Location identification entries

________

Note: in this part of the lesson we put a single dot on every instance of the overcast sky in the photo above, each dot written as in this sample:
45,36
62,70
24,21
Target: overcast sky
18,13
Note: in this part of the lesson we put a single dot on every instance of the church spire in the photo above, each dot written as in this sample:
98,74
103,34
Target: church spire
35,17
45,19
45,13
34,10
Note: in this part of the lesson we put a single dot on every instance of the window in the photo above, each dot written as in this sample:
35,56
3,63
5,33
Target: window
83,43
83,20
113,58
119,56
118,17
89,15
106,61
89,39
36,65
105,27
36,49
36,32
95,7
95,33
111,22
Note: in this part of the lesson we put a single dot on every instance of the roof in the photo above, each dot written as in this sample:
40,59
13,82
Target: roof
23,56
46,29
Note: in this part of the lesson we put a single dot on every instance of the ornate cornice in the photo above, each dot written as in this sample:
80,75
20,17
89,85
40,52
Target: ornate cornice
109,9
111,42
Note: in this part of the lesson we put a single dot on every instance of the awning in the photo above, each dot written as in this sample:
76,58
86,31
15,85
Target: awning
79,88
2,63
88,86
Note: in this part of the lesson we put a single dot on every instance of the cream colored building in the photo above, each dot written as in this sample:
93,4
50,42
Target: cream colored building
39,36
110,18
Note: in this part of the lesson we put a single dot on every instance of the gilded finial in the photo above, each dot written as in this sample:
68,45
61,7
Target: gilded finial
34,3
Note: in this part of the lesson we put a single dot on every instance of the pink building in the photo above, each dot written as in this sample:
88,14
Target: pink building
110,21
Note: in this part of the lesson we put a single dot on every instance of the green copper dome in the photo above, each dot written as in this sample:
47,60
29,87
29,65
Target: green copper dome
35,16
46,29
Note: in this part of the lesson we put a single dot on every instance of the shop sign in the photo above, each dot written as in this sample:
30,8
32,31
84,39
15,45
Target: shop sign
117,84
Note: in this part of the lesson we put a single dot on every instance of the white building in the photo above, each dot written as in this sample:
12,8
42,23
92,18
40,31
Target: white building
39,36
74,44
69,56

________

Could you give the listing again from the line containing "of the pink" through the end, changing "building" to "structure" and keeping everything else the same?

Note: in this part of the lesson we put a single dot on every instance of the pink structure in the photo above, each dot written as in this sample:
88,14
Target: pink structure
110,21
Note: in this part of the lesson we put a single dot on every instance of the green copper dome in the photo above, each dot written as in this sample:
47,60
29,87
29,65
Target: green copper dome
35,16
46,29
Note: in this part of the lesson we put a single dot on every instance of the shop sign in the photo above, each dot written as in this sample:
30,8
32,31
84,39
15,45
Target: shop sign
117,84
Note: in this part of the lesson we put a single dot on every instance of the white structure in the photo above, each dot written as in this sample:
12,8
42,23
92,18
40,31
Target: white structure
39,36
74,44
69,56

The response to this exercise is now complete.